***** Materials provided

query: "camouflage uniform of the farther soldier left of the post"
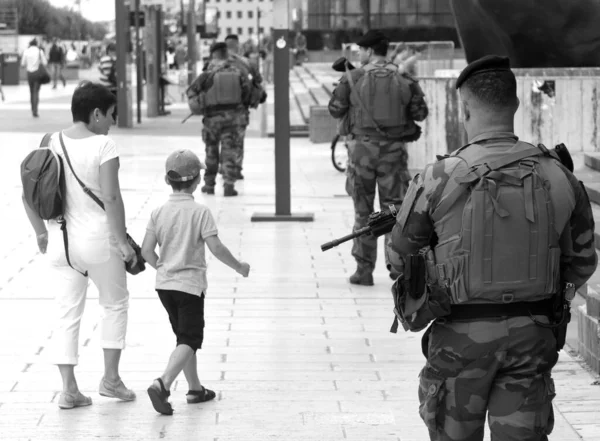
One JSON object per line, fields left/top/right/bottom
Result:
{"left": 191, "top": 60, "right": 250, "bottom": 187}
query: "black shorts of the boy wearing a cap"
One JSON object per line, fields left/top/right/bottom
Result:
{"left": 156, "top": 289, "right": 204, "bottom": 352}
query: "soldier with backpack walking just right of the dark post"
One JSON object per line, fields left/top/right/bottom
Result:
{"left": 329, "top": 31, "right": 428, "bottom": 286}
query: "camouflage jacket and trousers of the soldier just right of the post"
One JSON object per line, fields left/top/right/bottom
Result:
{"left": 329, "top": 60, "right": 428, "bottom": 274}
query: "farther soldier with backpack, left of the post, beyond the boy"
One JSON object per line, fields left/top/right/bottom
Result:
{"left": 190, "top": 43, "right": 251, "bottom": 196}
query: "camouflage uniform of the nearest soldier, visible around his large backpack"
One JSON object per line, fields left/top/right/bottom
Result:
{"left": 389, "top": 133, "right": 597, "bottom": 441}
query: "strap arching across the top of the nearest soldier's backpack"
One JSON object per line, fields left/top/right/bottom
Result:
{"left": 436, "top": 141, "right": 556, "bottom": 216}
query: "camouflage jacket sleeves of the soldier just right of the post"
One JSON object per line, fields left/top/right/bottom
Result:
{"left": 329, "top": 60, "right": 429, "bottom": 132}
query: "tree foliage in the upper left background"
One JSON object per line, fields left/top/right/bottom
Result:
{"left": 17, "top": 0, "right": 106, "bottom": 40}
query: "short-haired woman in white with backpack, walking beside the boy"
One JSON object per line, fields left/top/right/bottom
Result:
{"left": 21, "top": 83, "right": 143, "bottom": 409}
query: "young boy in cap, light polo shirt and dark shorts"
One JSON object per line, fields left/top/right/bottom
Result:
{"left": 142, "top": 150, "right": 250, "bottom": 415}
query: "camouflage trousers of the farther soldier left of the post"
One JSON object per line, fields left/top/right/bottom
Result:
{"left": 202, "top": 112, "right": 248, "bottom": 187}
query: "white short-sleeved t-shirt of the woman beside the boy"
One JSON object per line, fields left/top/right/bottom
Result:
{"left": 50, "top": 134, "right": 119, "bottom": 263}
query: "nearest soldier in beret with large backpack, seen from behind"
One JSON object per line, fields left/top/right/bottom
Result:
{"left": 390, "top": 56, "right": 597, "bottom": 441}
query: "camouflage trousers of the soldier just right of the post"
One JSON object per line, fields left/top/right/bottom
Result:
{"left": 346, "top": 137, "right": 410, "bottom": 272}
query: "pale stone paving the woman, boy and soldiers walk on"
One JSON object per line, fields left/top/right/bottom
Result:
{"left": 0, "top": 131, "right": 600, "bottom": 441}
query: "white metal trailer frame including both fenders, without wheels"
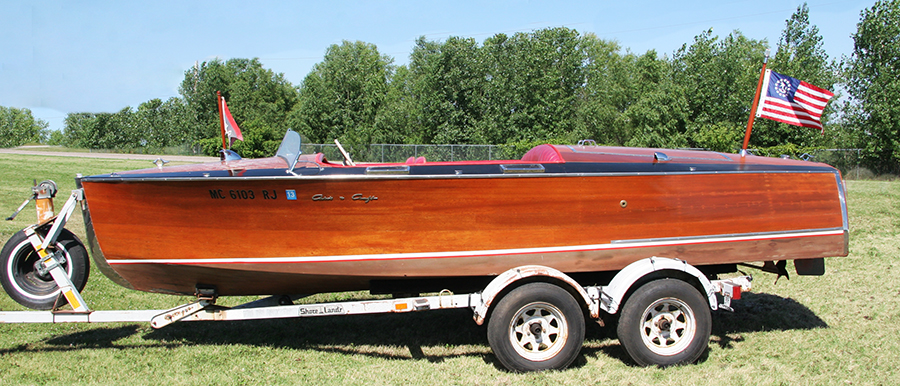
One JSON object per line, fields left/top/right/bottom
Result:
{"left": 0, "top": 255, "right": 752, "bottom": 329}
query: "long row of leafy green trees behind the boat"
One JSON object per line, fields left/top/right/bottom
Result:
{"left": 0, "top": 0, "right": 900, "bottom": 173}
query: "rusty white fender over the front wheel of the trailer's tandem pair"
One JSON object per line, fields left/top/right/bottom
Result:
{"left": 472, "top": 265, "right": 600, "bottom": 326}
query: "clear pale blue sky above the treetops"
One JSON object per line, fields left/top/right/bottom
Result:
{"left": 0, "top": 0, "right": 874, "bottom": 129}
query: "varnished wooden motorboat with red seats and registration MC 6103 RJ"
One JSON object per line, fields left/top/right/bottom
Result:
{"left": 79, "top": 133, "right": 848, "bottom": 295}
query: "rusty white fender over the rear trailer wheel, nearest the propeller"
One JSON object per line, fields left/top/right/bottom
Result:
{"left": 600, "top": 256, "right": 718, "bottom": 314}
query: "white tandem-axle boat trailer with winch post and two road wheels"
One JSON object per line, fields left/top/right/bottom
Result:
{"left": 0, "top": 184, "right": 752, "bottom": 371}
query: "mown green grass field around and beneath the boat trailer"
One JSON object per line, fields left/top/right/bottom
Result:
{"left": 0, "top": 154, "right": 900, "bottom": 385}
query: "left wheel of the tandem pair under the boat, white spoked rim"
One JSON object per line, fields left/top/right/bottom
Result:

**********

• [Work instruction] Output the lines from the one with "green grass field" through the end of the records above, exactly, including both ends, and nothing besides.

• [Result of this exercise]
query: "mown green grass field around and beneath the boat trailer"
One JSON object per line, fields left/top/right/bottom
Result:
{"left": 0, "top": 154, "right": 900, "bottom": 385}
query: "left wheel of the tandem pair under the boat, white spoked rim"
One JSON object per line, fields left/top/right/bottom
Result:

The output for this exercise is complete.